----- Records for the task -----

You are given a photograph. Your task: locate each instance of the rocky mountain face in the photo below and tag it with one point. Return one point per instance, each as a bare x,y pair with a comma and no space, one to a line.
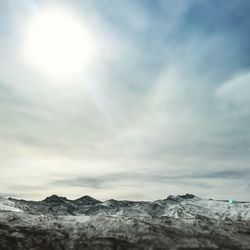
177,222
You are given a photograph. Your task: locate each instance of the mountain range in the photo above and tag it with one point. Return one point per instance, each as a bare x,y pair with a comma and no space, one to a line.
176,222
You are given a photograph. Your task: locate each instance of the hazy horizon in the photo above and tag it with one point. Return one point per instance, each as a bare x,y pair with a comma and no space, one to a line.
125,99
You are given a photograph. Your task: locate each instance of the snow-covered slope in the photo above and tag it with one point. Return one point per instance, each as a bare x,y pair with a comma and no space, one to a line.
177,222
182,207
7,205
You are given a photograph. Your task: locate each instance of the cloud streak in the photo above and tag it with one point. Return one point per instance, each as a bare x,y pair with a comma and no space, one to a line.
165,105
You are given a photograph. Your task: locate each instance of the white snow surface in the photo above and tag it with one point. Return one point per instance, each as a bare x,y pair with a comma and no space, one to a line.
7,205
180,208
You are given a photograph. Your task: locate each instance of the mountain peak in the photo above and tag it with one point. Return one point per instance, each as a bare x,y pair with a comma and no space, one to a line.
55,199
87,200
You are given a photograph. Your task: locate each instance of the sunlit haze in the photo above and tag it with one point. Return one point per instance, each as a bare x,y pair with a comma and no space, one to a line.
132,99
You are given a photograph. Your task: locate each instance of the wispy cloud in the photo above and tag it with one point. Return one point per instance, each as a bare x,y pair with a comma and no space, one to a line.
165,105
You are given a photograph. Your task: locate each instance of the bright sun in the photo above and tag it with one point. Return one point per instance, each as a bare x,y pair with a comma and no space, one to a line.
56,43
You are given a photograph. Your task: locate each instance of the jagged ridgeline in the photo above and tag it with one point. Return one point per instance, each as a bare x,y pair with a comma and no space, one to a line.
176,222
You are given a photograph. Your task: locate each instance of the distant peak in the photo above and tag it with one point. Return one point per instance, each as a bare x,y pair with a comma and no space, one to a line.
187,196
178,197
86,199
55,198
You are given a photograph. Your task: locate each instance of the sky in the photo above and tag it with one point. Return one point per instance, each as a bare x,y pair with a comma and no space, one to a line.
132,99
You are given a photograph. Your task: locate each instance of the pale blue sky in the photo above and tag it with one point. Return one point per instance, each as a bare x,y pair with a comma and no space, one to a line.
162,109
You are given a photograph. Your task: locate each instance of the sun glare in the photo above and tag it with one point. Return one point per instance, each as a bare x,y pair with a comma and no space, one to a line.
56,43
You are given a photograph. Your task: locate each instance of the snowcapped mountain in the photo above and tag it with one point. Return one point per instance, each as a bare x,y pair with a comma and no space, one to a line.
182,206
177,222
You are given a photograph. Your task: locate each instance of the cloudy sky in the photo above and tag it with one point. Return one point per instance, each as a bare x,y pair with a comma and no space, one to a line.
132,99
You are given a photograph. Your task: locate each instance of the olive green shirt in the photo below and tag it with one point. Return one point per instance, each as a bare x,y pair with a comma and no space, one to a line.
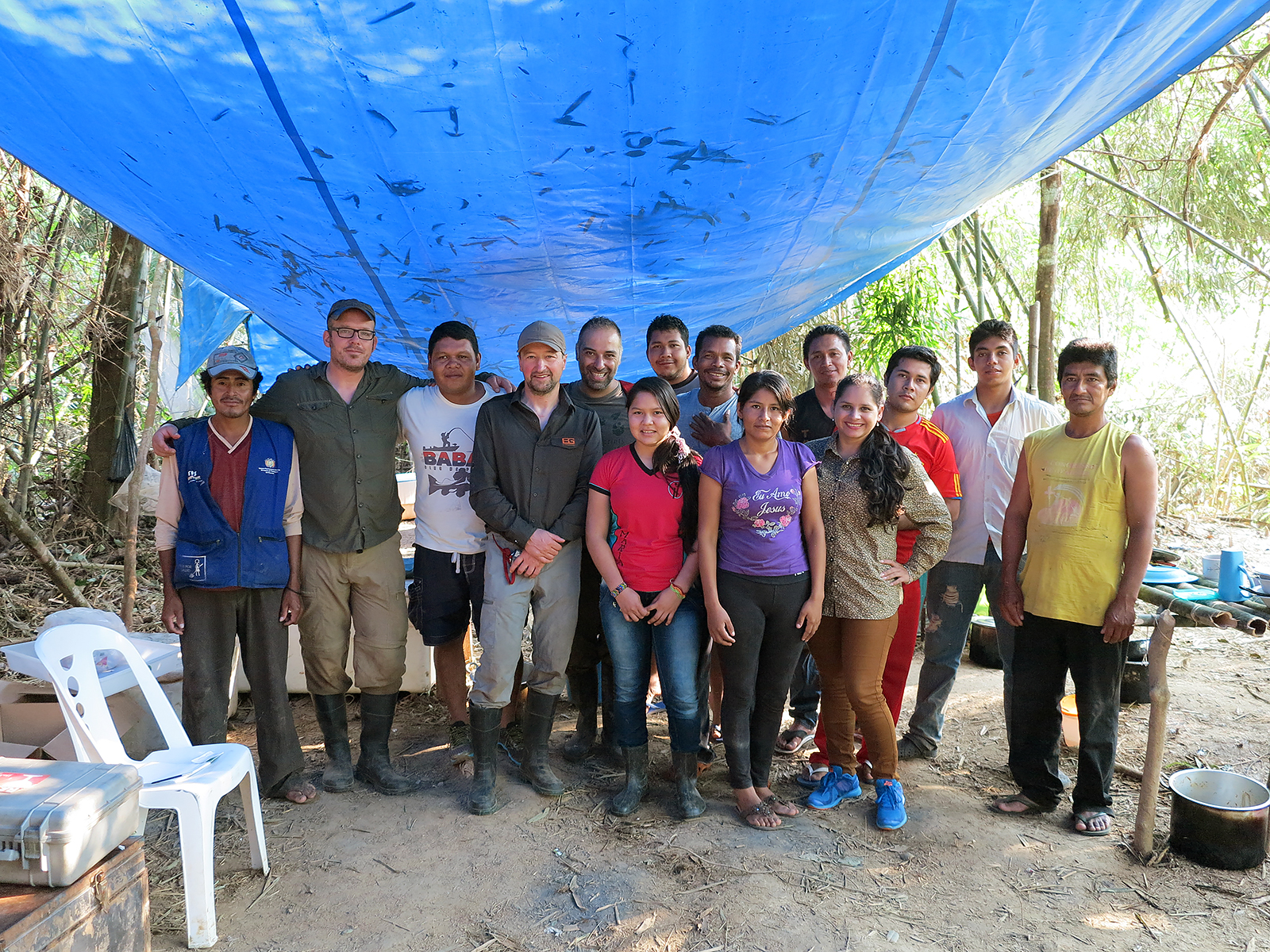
347,452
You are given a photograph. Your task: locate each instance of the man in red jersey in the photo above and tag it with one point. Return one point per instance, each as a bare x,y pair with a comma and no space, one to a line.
912,372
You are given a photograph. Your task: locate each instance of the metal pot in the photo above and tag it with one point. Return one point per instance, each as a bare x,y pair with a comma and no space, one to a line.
1219,819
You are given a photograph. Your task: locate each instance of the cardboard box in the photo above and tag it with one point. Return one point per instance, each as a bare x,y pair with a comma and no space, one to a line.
36,727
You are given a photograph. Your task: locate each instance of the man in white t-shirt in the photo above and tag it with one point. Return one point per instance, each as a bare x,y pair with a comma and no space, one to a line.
708,416
448,584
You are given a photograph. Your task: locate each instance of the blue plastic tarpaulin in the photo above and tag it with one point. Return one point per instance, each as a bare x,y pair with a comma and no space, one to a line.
741,162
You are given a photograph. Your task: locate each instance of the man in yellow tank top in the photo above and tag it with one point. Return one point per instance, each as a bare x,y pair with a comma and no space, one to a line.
1083,503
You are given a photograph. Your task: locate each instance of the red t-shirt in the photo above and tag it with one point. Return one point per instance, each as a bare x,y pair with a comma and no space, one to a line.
933,446
645,531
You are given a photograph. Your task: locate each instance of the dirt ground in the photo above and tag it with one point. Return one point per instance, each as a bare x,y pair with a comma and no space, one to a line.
418,873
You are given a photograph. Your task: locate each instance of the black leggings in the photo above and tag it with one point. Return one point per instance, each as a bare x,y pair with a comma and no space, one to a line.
757,666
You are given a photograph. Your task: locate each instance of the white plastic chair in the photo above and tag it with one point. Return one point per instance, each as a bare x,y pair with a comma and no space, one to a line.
187,778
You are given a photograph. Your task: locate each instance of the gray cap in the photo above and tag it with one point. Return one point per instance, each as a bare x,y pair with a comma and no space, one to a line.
541,333
349,304
232,359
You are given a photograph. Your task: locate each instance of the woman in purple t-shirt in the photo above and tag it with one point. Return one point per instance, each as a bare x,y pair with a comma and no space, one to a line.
761,546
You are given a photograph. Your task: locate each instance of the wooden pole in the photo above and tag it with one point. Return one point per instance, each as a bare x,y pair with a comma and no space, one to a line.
1157,674
17,526
130,539
1047,263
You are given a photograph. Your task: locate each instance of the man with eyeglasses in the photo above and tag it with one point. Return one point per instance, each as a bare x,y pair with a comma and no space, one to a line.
344,416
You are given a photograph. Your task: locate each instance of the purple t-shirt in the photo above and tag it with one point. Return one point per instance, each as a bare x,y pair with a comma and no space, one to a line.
760,531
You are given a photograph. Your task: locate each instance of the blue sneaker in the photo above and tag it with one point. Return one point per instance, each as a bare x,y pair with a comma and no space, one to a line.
836,787
891,805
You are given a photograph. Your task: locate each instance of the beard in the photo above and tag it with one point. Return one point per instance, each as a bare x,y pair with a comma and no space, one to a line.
541,386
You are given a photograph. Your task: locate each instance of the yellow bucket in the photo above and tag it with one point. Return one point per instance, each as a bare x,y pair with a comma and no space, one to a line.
1071,725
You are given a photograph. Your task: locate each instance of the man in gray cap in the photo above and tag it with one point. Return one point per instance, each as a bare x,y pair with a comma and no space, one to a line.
228,533
531,463
344,416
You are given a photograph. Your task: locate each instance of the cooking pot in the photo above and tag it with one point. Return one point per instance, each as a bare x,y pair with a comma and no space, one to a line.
1219,819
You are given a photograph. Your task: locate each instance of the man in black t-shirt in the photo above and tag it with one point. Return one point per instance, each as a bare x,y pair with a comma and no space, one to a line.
827,357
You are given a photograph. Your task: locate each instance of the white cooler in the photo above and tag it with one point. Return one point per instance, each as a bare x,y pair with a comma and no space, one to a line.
59,818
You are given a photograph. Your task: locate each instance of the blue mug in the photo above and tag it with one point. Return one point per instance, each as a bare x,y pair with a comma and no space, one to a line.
1232,575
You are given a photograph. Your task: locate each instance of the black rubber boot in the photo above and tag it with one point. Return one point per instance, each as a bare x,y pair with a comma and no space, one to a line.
637,782
337,776
537,720
691,803
484,723
584,693
374,766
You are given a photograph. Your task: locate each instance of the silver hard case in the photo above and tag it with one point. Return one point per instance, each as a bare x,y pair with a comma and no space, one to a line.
59,818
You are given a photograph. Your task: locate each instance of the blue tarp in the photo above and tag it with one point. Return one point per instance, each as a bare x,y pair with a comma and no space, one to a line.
725,160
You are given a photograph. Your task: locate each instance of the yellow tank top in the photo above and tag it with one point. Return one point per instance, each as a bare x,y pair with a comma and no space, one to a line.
1077,528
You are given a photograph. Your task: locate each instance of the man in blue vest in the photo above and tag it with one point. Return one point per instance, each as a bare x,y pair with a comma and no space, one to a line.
228,535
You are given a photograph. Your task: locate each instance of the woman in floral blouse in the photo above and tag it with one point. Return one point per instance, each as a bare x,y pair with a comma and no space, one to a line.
868,484
761,546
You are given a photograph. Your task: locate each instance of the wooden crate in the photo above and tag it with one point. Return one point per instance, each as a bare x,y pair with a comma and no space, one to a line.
105,911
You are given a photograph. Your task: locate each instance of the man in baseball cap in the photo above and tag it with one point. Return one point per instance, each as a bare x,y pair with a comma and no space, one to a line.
228,535
531,463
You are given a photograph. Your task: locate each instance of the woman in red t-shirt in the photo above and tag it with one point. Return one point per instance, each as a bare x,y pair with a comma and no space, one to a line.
641,524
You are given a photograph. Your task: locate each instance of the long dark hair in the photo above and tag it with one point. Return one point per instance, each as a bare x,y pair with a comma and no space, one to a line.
883,463
672,456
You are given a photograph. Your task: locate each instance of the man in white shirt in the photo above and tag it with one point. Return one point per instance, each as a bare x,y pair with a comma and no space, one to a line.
987,427
448,584
708,414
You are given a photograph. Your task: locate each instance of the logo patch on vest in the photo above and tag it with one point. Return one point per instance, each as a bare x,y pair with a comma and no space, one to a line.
194,568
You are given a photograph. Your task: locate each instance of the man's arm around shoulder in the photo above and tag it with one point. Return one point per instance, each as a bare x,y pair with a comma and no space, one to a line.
1138,466
1014,537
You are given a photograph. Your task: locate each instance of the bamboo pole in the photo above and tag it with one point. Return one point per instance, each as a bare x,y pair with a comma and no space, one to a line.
17,526
1033,344
1047,277
978,262
1176,217
1010,279
956,272
1197,612
130,539
1157,674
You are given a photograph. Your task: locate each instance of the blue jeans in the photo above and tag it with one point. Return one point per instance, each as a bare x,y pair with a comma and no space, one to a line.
952,593
632,647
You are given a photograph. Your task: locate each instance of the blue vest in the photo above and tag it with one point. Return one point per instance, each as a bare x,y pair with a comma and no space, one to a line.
210,555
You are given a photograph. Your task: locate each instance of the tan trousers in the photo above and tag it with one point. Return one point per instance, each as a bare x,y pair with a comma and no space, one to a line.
851,655
366,589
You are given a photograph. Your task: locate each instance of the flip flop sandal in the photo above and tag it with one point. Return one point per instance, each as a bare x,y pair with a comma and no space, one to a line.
772,801
1086,818
1033,808
799,735
292,782
759,809
812,776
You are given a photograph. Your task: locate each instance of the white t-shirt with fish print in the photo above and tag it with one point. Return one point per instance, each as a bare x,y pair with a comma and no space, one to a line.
441,436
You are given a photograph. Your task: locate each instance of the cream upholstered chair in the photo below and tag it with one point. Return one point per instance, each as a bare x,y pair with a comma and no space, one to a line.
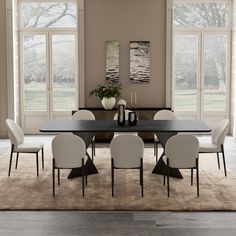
69,151
126,118
162,115
216,145
127,153
85,115
181,152
18,145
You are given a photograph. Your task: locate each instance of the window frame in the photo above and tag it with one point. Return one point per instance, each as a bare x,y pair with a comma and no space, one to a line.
78,31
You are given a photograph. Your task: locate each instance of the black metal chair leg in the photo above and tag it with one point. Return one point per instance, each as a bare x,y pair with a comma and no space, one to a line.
53,177
17,156
164,176
197,176
9,171
218,160
154,148
168,178
86,174
141,175
42,159
223,155
112,177
37,163
191,176
94,147
83,177
58,176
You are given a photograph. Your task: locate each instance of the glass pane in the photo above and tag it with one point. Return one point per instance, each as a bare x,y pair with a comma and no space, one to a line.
201,14
63,61
48,14
215,54
35,72
186,57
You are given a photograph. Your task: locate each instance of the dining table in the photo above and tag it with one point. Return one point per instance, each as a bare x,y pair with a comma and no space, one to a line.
164,129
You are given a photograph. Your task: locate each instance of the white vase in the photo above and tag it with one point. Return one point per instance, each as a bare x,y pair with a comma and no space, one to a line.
108,103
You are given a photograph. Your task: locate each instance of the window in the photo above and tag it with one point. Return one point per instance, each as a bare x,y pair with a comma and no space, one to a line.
201,58
49,54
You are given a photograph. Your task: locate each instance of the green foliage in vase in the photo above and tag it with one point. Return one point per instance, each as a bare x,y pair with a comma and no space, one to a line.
106,91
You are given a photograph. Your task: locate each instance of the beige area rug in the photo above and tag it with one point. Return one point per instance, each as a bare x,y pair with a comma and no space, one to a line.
23,190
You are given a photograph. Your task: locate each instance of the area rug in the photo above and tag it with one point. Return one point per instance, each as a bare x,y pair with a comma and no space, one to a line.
24,191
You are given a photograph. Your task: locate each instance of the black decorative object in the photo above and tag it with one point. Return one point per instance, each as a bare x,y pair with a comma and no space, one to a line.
121,115
139,61
132,120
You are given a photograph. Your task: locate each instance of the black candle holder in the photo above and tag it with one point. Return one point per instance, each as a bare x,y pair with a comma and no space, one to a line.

-----

*What you will do*
Would you print the line containing "of the area" and every line after it up to the end of the listing above, exactly, and nothing else?

*Answer section*
You are given a photograph. Your task: locate each instance of the area rug in the photo above and tag it with one point. Return one point per instance, each as a bare x,y pair with a comma and no space, one to a line.
24,191
You are given a photograph. Your task: locate each instance of the black decorative object in the photo above and tag it with one point. Return one point per instance, each as a bare x,y pair with a comma and no space, one to a line.
121,115
139,61
132,120
You are given a photograph. Your task: locate each instance of the black candle holder in the photo above and tag it with one point. Return one point per instance, each as a bare x,y pair with a comma and no space, one to a line.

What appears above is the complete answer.